In your copy, reproduce the entries exactly as they are, minus the images.

* [DATA SHOWN]
- - - -

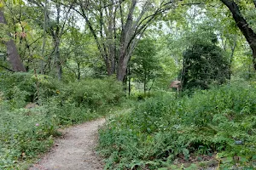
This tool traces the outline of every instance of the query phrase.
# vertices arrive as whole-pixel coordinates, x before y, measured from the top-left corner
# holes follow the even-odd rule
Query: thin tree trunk
[[[46,37],[47,4],[48,4],[48,0],[45,0],[44,20],[44,39],[43,39],[43,46],[42,46],[42,58],[43,58],[43,60],[41,60],[41,74],[44,74],[44,47],[45,47],[45,37]]]
[[[0,23],[2,24],[7,24],[3,12],[0,8]],[[9,33],[9,36],[11,38],[10,34]],[[7,48],[7,54],[8,54],[8,61],[12,65],[12,70],[15,72],[22,71],[26,72],[25,66],[20,60],[20,54],[18,53],[17,48],[15,46],[15,43],[13,39],[10,39],[8,42],[4,42]]]
[[[78,76],[78,79],[80,80],[81,71],[80,71],[80,63],[79,63],[79,62],[78,62],[78,71],[79,71],[79,76]]]
[[[253,67],[254,70],[256,70],[256,32],[253,31],[253,30],[250,27],[250,25],[247,23],[246,19],[242,16],[239,6],[234,0],[221,0],[221,2],[229,8],[229,9],[233,14],[233,18],[237,26],[239,27],[239,29],[246,37],[247,42],[249,43],[250,48],[253,50]],[[253,3],[256,7],[256,2],[253,1]]]

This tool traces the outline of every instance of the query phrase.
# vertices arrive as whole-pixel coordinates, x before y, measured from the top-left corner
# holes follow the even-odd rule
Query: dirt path
[[[94,151],[97,130],[105,119],[98,119],[62,131],[63,138],[29,170],[97,170],[102,162]]]

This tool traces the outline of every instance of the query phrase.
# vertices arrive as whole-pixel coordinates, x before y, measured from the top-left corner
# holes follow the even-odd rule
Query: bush
[[[206,156],[223,168],[249,167],[256,156],[255,110],[250,86],[225,85],[177,100],[149,99],[109,118],[100,132],[99,150],[109,169],[172,168]]]
[[[6,73],[0,86],[0,169],[25,169],[23,162],[51,146],[60,126],[107,115],[124,95],[113,78],[65,84],[44,75]]]
[[[60,100],[97,110],[120,103],[124,97],[121,83],[113,78],[86,79],[60,88]]]

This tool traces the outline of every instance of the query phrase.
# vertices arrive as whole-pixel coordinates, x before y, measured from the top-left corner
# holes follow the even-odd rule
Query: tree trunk
[[[79,71],[78,80],[80,80],[81,71],[80,71],[80,63],[79,62],[78,62],[78,71]]]
[[[0,9],[0,23],[1,24],[7,24],[3,12]],[[11,35],[9,33],[9,36],[11,37]],[[15,72],[22,71],[26,72],[25,66],[20,60],[20,57],[19,55],[17,48],[15,46],[15,43],[13,39],[10,39],[8,42],[4,42],[7,48],[7,54],[8,54],[8,61],[12,65],[13,71]]]
[[[256,32],[253,31],[246,19],[242,16],[239,6],[234,0],[221,0],[221,2],[229,8],[237,26],[249,43],[250,48],[253,50],[253,67],[256,70]],[[253,1],[253,3],[256,6],[255,1]]]

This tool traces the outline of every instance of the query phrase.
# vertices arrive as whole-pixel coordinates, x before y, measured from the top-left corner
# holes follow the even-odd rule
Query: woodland
[[[256,169],[255,9],[0,0],[0,169],[27,169],[59,128],[99,117],[105,169]]]

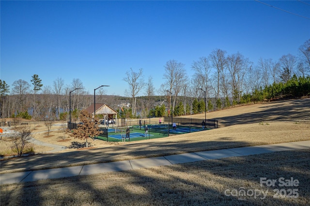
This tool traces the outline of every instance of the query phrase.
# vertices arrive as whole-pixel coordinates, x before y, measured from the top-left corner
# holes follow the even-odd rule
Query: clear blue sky
[[[310,18],[310,1],[264,1]],[[277,61],[310,38],[310,19],[254,0],[0,1],[0,79],[37,74],[44,86],[79,79],[91,94],[124,95],[131,67],[156,89],[170,60],[191,64],[214,49],[256,64]],[[144,95],[144,91],[140,95]]]

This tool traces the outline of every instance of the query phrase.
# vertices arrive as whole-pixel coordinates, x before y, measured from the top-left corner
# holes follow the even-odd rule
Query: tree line
[[[202,112],[205,109],[213,111],[249,102],[309,96],[310,39],[299,47],[298,56],[288,54],[278,61],[260,58],[254,64],[239,52],[229,54],[215,49],[194,61],[191,67],[194,74],[188,77],[184,63],[167,61],[164,82],[156,85],[157,89],[151,76],[144,81],[142,68],[130,68],[123,79],[128,86],[126,96],[107,95],[103,87],[96,91],[96,101],[132,118],[166,116],[170,111],[181,116]],[[31,77],[32,86],[20,79],[14,81],[11,89],[0,79],[1,118],[67,120],[70,97],[76,117],[93,102],[93,96],[83,89],[78,79],[65,85],[58,78],[52,85],[44,86],[38,75]],[[124,107],[121,112],[119,106],[129,102],[130,106]]]

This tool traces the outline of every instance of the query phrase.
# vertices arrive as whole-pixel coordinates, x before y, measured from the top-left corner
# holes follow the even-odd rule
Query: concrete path
[[[0,185],[171,165],[207,159],[310,148],[310,141],[205,151],[155,158],[0,174]]]

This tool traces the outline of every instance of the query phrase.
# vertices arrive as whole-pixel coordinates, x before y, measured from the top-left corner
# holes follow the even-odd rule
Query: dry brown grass
[[[3,173],[310,140],[309,99],[253,104],[207,115],[208,118],[217,117],[221,128],[125,144],[97,140],[93,143],[97,148],[65,150],[1,161],[0,171]],[[204,114],[195,118],[203,119]],[[36,138],[61,145],[70,143],[58,142],[60,136],[44,138],[39,135]],[[310,199],[310,159],[309,149],[279,152],[4,185],[1,186],[0,200],[1,205],[306,206]],[[262,188],[260,177],[293,177],[298,179],[300,184],[294,188]],[[225,195],[225,190],[238,190],[241,187],[246,190],[268,190],[269,192],[264,200],[246,197],[240,200],[240,197]],[[274,198],[275,189],[298,189],[299,196]]]
[[[308,206],[310,150],[209,160],[170,166],[1,186],[1,205]],[[268,188],[260,178],[298,179],[297,187]],[[268,190],[227,196],[227,190]],[[274,189],[298,189],[298,197],[275,198]],[[242,200],[238,198],[243,198]]]

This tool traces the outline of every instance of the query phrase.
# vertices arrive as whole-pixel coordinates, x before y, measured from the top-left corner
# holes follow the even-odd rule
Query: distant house
[[[117,111],[112,109],[106,104],[96,103],[94,110],[96,114],[102,114],[104,116],[103,119],[105,122],[106,120],[111,119],[113,118],[113,115],[115,115],[115,119],[117,119]],[[93,115],[93,117],[94,112],[94,104],[92,104],[91,106],[85,109],[90,113]]]

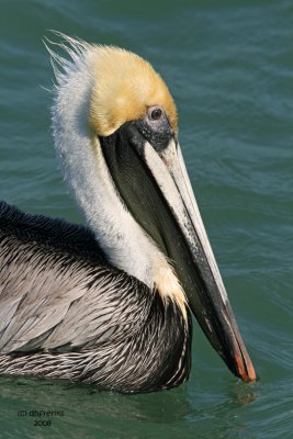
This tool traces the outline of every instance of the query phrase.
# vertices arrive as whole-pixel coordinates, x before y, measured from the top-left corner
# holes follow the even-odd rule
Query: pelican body
[[[0,373],[170,389],[190,373],[193,314],[253,381],[166,83],[137,55],[59,35],[53,131],[87,227],[0,203]]]

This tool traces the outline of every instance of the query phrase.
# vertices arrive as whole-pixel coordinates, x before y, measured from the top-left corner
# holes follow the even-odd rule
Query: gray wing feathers
[[[149,306],[148,289],[119,270],[14,236],[0,240],[1,353],[119,340],[139,330]]]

- - - -

* [RESULT]
This tool traces the outline of every instance of the query phrase.
# vertices arrive as whole-pixel coordinates, x before y, measured from the top-left corner
# holes follow the even-odd rule
Query: thin tree trunk
[[[46,37],[47,4],[48,4],[48,0],[45,0],[44,20],[44,39],[43,39],[43,46],[42,46],[42,58],[43,58],[43,60],[41,60],[41,74],[44,74],[44,47],[45,47],[45,37]]]
[[[0,23],[2,24],[7,24],[3,12],[0,8]],[[9,33],[9,36],[11,38],[10,34]],[[7,48],[7,54],[8,54],[8,61],[12,65],[12,70],[15,72],[22,71],[26,72],[25,66],[20,60],[20,54],[18,53],[17,48],[15,46],[15,43],[13,39],[10,39],[8,42],[4,42]]]
[[[78,76],[78,79],[80,80],[81,71],[80,71],[80,63],[79,63],[79,62],[78,62],[78,71],[79,71],[79,76]]]
[[[253,67],[254,70],[256,70],[256,32],[253,31],[253,30],[250,27],[250,25],[247,23],[246,19],[242,16],[239,6],[234,0],[221,0],[221,2],[229,8],[229,9],[233,14],[233,18],[237,26],[239,27],[239,29],[246,37],[247,42],[249,43],[250,48],[253,50]],[[253,3],[256,7],[256,2],[253,1]]]

This tool traces the outline of every instance of the query phrase.
# vertices arrive as whole-pixel coordinates, x before y, measured from the top-left corner
# holes follow the even-odd rule
Query: dirt path
[[[94,151],[97,130],[105,119],[98,119],[62,131],[63,138],[29,170],[97,170],[102,162]]]

This tool traces the outline of every instance of the query phrase.
# vertices arrive as whole-pixel coordinates, x before y, measured from the top-left corner
# holes follow the even-odd rule
Query: bush
[[[206,156],[223,168],[249,167],[256,156],[255,110],[250,86],[225,85],[177,100],[149,99],[109,118],[100,132],[99,150],[109,169],[172,168]]]
[[[6,73],[0,86],[0,169],[25,169],[23,162],[51,146],[60,126],[107,115],[124,95],[113,78],[65,84],[44,75]]]
[[[60,100],[97,110],[120,103],[124,97],[121,83],[113,78],[86,79],[60,88]]]

This tool traces the outline of every instance of the query phrase.
# vertices arrive as whole-pixel coordinates, x before y, measured from the top-left corner
# holes follow the even-odd rule
Query: tree trunk
[[[79,71],[78,80],[80,80],[81,71],[80,71],[80,63],[79,62],[78,62],[78,71]]]
[[[0,9],[0,23],[1,24],[7,24],[3,12]],[[11,35],[9,33],[9,36],[11,37]],[[15,72],[22,71],[26,72],[25,66],[20,60],[20,57],[19,55],[17,48],[15,46],[15,43],[13,39],[10,39],[8,42],[4,42],[7,48],[7,54],[8,54],[8,61],[12,65],[13,71]]]
[[[256,32],[253,31],[246,19],[242,16],[239,6],[234,0],[221,0],[221,2],[229,8],[237,26],[249,43],[250,48],[253,50],[253,67],[256,70]],[[253,1],[253,3],[256,6],[255,1]]]

This tool traces the outline of every instance of the query phrase.
# vertices arrive as whole-pixel coordinates, x before y, measured from the top-left corner
# holes follow the even-odd rule
Query: woodland
[[[256,169],[255,9],[0,0],[0,169],[27,169],[59,128],[99,117],[105,169]]]

This tool traces the outline of every instance of the query phrase.
# vertices arrive as whole-pixel coordinates, x before y, measured from the top-left corner
# holes follow the even-odd rule
Query: clear blue sky
[[[310,18],[310,1],[264,1]],[[277,61],[310,38],[310,19],[254,0],[0,1],[0,79],[37,74],[44,86],[79,79],[91,94],[124,95],[131,67],[156,89],[170,60],[191,64],[214,49],[256,64]],[[144,95],[144,91],[140,95]]]

This tool traces the outline of every instance of the query phrase.
# vertices arrive as whole-pixel coordinates, x before y, measured from the top-left corner
# holes follow the even-odd rule
Query: tree line
[[[202,112],[205,109],[213,111],[249,102],[309,96],[310,39],[299,47],[298,56],[288,54],[278,61],[260,58],[254,64],[239,52],[229,54],[215,49],[194,61],[191,67],[194,74],[188,77],[184,63],[167,61],[164,82],[156,85],[157,89],[151,76],[144,81],[142,68],[130,68],[123,79],[128,86],[126,96],[107,95],[103,87],[96,91],[96,101],[132,118],[166,116],[170,111],[181,116]],[[31,77],[32,86],[20,79],[14,81],[11,89],[0,79],[1,118],[67,120],[70,97],[76,117],[93,102],[93,96],[83,89],[78,79],[65,85],[58,78],[52,85],[44,86],[38,75]],[[124,107],[121,112],[119,106],[129,102],[130,106]]]

This tool traces the outline of every instance of the query phrase.
# vertices arrive as whole-pixel coordinates, x before y, measured from the top-left corner
# holes follow the even-odd rule
Query: concrete path
[[[0,185],[171,165],[207,159],[310,148],[310,141],[205,151],[155,158],[0,174]]]

This tool traces the outline of every instance of the query phrase.
# vertices arrive as whole-pixel coordinates, x before y, measured from the top-left corner
# holes follow the even-odd rule
Query: dry brown grass
[[[3,173],[310,140],[309,99],[253,104],[207,115],[208,118],[217,117],[221,128],[125,144],[97,140],[93,143],[97,148],[65,150],[1,161],[0,171]],[[204,114],[195,118],[203,119]],[[36,138],[61,145],[70,143],[58,142],[60,136],[44,138],[39,135]],[[310,199],[310,159],[309,149],[279,152],[4,185],[1,186],[0,200],[1,205],[306,206]],[[262,188],[260,177],[293,177],[298,179],[300,184],[294,188]],[[225,195],[225,190],[238,190],[241,187],[246,190],[268,190],[269,192],[264,200],[246,197],[240,200],[240,197]],[[274,198],[275,189],[298,189],[299,196]]]
[[[308,206],[310,150],[209,160],[170,166],[1,186],[1,205]],[[268,188],[260,178],[298,179],[297,187]],[[268,190],[227,196],[227,190]],[[274,189],[298,189],[298,197],[275,198]],[[242,200],[238,198],[243,198]]]

This tool traces the outline of every instance of the query phrase.
# vertices arrive as whole-pixel coordinates, x before y, measured from the top-left corner
# holes follow the even-odd rule
Query: distant house
[[[117,111],[112,109],[106,104],[96,103],[94,110],[96,114],[102,114],[104,116],[103,119],[105,122],[106,120],[111,119],[113,118],[113,115],[115,115],[115,119],[117,119]],[[93,115],[93,117],[94,112],[94,104],[92,104],[91,106],[85,109],[90,113]]]

This tool traces the outline of every instance of the query phrase.
# vertices arrive as whole-pixel coordinates, x before y, measured from the top-left corner
# holes follow the even-odd rule
Query: pelican body
[[[0,373],[170,389],[190,373],[193,314],[253,381],[166,83],[137,55],[59,35],[53,131],[87,227],[0,203]]]

This tool traces the outline of every instance of the query phrase.
# vertices arrive as whole-pixel coordinates, x before y, measured from the top-left corner
# holes follow the even-odd rule
Query: gray wing feathers
[[[149,306],[148,289],[119,270],[14,236],[0,240],[1,353],[119,340],[139,330]]]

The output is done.